• ページの文章:
☆ ☆ ☆ ☆

ホラのもとで素晴らしい体験をしたモモを待っていたのは
変わり果ててしまった街の姿でした
目覚めたモモは友達が来るのを待ちます
しかし誰も訪ねてきませんでした
実はモモが時間の国で眠っていたのはたった一晩ではなかったのです
全てを知るカシオペアが「みんないなくなった」と伝える
街はすっかり灰色の男たちに操られ
人々はただ時間を節約することだけに励んでいました
常連客だけが来る居酒屋も
ファストフード店に変わり、殺気だった雰囲気です
店主のニノはかろうじてジジとベッポの消息を教えてくれましたが
会話を続けてはくれません
「お願いだからもう行ってくれ!」

☆ ☆ ☆ ☆

• やること: 上のページの文章を、一字も変えずに最初から最後まで全部繰り返してください。

• 用意された行:

☆ ☆ ☆ ☆

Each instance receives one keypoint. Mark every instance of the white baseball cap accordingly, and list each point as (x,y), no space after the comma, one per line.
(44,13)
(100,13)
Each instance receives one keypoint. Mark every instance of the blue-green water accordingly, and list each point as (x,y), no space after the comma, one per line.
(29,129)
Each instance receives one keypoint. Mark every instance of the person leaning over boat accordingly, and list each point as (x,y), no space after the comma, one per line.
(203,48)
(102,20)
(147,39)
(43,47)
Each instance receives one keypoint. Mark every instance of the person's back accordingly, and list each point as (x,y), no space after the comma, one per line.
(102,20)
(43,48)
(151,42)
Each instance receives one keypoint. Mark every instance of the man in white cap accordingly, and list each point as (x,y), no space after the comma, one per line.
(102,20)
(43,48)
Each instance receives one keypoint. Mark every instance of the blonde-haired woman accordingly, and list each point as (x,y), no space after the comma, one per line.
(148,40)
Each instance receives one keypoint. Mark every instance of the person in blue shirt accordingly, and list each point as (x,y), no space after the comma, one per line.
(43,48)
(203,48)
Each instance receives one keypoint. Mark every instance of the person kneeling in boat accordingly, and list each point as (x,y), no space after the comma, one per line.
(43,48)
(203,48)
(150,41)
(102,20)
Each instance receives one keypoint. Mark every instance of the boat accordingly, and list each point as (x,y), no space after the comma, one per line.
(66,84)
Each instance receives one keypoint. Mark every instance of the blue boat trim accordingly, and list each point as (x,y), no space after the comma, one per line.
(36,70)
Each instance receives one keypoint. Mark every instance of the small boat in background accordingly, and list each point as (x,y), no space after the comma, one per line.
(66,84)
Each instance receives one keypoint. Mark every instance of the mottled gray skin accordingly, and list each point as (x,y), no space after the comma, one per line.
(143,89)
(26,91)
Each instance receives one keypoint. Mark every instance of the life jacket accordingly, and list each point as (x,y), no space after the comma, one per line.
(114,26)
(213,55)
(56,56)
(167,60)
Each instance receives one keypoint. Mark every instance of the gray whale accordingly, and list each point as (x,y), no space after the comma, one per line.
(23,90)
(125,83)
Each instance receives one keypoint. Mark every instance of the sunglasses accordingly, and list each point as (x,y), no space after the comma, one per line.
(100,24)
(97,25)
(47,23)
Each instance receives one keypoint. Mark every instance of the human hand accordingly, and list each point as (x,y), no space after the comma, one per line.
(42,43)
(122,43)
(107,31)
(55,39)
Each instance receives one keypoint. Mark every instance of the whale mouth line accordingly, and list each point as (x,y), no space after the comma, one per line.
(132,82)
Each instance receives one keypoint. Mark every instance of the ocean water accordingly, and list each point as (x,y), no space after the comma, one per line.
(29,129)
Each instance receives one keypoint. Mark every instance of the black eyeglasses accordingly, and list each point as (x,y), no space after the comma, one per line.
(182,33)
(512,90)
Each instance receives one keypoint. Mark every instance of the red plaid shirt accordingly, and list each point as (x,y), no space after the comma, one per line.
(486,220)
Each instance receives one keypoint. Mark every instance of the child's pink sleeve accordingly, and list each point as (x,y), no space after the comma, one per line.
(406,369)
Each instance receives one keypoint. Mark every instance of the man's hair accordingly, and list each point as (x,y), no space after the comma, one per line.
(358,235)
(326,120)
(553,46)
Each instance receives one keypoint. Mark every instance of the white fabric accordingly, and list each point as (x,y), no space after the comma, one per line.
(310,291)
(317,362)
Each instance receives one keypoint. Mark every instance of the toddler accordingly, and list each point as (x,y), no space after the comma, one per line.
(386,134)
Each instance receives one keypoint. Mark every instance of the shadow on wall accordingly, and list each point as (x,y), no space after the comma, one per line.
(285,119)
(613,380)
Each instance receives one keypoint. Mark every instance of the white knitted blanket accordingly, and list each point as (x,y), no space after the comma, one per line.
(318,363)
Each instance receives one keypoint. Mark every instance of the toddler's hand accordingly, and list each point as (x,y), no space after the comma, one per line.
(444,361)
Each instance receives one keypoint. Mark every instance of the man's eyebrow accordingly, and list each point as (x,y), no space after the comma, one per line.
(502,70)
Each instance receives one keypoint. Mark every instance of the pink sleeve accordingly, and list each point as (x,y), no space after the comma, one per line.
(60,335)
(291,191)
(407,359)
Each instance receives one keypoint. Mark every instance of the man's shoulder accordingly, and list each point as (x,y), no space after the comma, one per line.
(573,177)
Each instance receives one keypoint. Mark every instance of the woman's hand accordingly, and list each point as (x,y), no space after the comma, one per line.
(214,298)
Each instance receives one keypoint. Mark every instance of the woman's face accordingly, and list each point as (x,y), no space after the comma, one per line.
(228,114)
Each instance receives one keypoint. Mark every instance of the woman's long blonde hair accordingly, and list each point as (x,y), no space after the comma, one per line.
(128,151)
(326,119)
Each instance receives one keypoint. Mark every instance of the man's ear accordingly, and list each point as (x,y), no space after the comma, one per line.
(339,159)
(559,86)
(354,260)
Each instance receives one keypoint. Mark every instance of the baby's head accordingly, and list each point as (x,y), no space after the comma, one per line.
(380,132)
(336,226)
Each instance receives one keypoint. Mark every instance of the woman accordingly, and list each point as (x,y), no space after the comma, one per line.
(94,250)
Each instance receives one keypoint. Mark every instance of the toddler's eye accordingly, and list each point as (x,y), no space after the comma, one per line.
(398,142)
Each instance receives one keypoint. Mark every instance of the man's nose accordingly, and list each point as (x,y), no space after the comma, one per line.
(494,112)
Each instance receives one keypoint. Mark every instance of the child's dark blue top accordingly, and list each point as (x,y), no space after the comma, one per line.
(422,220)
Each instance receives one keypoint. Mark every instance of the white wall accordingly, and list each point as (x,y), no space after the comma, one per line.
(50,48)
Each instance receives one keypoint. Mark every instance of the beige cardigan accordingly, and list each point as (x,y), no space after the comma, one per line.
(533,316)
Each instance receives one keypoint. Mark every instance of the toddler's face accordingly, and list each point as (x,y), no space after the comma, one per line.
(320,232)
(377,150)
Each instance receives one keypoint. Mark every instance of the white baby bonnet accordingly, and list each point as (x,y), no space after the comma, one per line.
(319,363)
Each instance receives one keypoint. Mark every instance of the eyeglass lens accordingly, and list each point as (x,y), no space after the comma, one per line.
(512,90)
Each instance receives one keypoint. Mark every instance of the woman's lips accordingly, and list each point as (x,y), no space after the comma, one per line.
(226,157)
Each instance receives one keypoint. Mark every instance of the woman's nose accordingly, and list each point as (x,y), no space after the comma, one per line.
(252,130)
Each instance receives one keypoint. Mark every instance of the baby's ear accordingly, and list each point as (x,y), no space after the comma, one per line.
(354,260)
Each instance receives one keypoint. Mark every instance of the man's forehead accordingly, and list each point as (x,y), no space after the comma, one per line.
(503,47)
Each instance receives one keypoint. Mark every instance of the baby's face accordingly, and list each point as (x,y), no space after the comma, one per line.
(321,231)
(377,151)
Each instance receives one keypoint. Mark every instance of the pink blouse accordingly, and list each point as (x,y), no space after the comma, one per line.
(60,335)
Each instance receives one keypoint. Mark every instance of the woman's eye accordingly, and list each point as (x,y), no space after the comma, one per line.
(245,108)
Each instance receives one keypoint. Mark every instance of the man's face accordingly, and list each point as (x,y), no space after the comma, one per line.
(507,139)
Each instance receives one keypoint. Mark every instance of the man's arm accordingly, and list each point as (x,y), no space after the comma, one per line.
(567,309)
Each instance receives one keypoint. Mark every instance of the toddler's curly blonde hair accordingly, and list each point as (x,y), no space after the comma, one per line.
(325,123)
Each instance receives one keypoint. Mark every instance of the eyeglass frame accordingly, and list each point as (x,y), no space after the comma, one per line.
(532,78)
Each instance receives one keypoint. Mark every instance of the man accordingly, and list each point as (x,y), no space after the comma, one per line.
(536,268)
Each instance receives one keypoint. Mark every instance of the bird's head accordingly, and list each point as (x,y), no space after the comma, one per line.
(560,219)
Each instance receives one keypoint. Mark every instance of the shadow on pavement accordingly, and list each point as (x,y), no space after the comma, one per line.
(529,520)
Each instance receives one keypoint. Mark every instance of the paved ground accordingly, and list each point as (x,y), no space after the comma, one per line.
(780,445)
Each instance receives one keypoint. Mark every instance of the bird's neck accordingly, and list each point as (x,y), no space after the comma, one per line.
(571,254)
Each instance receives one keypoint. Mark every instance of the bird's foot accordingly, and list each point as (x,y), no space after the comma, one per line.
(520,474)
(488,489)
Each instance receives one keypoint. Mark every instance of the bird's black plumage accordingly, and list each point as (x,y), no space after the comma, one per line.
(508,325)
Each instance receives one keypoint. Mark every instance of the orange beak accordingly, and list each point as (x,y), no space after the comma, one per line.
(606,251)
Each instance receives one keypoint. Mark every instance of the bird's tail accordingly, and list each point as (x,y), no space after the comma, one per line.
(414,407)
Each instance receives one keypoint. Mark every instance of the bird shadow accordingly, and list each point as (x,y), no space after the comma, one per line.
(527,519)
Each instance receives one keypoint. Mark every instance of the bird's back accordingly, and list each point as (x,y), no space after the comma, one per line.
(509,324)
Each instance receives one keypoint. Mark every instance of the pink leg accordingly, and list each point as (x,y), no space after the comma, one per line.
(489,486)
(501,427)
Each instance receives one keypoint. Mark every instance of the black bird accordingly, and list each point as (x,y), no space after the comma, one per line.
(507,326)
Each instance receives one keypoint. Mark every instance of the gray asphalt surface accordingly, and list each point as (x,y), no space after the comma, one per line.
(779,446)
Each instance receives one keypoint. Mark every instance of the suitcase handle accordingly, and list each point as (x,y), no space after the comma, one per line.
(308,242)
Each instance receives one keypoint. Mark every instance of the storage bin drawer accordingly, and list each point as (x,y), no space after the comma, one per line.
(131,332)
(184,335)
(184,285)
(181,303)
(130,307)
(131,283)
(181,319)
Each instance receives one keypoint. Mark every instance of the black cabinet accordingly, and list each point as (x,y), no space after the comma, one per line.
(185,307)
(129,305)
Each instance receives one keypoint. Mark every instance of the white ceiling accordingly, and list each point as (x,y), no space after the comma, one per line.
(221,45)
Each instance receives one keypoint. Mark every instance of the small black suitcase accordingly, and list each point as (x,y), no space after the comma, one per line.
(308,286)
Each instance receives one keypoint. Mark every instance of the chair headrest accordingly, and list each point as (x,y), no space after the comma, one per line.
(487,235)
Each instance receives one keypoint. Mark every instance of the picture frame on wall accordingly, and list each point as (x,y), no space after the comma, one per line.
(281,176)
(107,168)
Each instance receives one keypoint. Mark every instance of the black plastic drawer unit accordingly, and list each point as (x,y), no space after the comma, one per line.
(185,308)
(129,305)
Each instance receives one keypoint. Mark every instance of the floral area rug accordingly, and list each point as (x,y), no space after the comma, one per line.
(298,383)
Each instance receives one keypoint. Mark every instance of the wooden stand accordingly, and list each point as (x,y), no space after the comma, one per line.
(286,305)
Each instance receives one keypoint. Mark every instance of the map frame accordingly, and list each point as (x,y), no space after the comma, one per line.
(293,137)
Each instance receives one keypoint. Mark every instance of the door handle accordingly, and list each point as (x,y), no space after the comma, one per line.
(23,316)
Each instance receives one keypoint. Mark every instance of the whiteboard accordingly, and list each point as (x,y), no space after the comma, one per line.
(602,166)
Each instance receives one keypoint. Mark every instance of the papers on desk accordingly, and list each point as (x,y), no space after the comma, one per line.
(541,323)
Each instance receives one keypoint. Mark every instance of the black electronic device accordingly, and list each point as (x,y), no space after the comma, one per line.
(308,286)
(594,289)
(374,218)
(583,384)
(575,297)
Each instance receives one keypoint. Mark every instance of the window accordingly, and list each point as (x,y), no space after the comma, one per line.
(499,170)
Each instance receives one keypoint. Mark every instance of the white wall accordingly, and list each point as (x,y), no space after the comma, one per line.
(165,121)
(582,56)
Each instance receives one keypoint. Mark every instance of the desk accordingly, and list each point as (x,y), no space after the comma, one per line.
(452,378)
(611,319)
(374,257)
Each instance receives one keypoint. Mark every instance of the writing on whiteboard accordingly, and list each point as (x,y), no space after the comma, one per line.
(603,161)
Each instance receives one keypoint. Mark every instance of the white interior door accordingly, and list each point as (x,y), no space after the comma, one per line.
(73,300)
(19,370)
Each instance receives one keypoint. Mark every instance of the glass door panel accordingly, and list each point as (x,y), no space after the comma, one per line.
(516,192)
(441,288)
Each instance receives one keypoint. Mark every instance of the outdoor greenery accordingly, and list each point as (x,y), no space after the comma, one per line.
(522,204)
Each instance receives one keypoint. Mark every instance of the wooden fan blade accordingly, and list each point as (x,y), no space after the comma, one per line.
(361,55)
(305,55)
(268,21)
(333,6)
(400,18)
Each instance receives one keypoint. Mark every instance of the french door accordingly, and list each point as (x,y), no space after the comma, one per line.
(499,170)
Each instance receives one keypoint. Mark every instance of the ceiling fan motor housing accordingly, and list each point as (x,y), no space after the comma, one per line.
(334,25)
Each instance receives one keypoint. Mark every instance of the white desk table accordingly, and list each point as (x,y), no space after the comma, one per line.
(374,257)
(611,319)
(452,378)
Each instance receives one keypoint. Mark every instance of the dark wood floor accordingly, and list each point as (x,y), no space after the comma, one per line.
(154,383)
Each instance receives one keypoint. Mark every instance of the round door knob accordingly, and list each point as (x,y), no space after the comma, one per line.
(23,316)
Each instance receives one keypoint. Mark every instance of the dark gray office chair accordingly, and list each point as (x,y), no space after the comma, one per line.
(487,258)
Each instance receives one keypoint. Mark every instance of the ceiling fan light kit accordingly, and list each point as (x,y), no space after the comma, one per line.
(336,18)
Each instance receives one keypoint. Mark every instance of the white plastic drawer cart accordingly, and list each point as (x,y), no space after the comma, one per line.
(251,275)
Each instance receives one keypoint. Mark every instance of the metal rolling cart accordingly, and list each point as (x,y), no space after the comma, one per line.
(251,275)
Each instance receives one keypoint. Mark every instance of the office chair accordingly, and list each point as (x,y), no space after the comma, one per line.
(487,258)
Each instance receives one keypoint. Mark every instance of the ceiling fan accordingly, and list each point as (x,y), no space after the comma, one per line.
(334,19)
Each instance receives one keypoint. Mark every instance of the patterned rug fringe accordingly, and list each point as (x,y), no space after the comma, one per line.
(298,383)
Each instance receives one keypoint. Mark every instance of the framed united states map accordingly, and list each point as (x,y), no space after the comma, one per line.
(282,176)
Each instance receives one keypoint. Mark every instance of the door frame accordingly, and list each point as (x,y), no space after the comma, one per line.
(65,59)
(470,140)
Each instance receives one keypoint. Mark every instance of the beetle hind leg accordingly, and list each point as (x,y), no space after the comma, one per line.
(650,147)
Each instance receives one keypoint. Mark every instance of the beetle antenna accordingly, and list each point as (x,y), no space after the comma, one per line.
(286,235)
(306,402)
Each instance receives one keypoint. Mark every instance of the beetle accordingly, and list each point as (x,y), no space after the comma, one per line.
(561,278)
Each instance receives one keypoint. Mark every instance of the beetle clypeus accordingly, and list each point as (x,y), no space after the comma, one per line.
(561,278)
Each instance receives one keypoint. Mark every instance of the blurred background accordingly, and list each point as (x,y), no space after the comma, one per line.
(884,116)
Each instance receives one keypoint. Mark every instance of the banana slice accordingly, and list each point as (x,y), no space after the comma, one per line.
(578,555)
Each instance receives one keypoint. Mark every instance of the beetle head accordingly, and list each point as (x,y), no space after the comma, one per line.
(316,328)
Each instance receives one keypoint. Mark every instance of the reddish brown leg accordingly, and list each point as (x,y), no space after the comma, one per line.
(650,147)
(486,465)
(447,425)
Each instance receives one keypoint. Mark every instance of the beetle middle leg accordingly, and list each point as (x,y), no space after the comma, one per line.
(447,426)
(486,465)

☆ ☆ ☆ ☆

• 答え:
ホラのもとで素晴らしい体験をしたモモを待っていたのは
変わり果ててしまった街の姿でした
目覚めたモモは友達が来るのを待ちます
しかし誰も訪ねてきませんでした
実はモモが時間の国で眠っていたのはたった一晩ではなかったのです
全てを知るカシオペアが「みんないなくなった」と伝える
街はすっかり灰色の男たちに操られ
人々はただ時間を節約することだけに励んでいました
常連客だけが来る居酒屋も
ファストフード店に変わり、殺気だった雰囲気です
店主のニノはかろうじてジジとベッポの消息を教えてくれましたが
会話を続けてはくれません
「お願いだからもう行ってくれ!」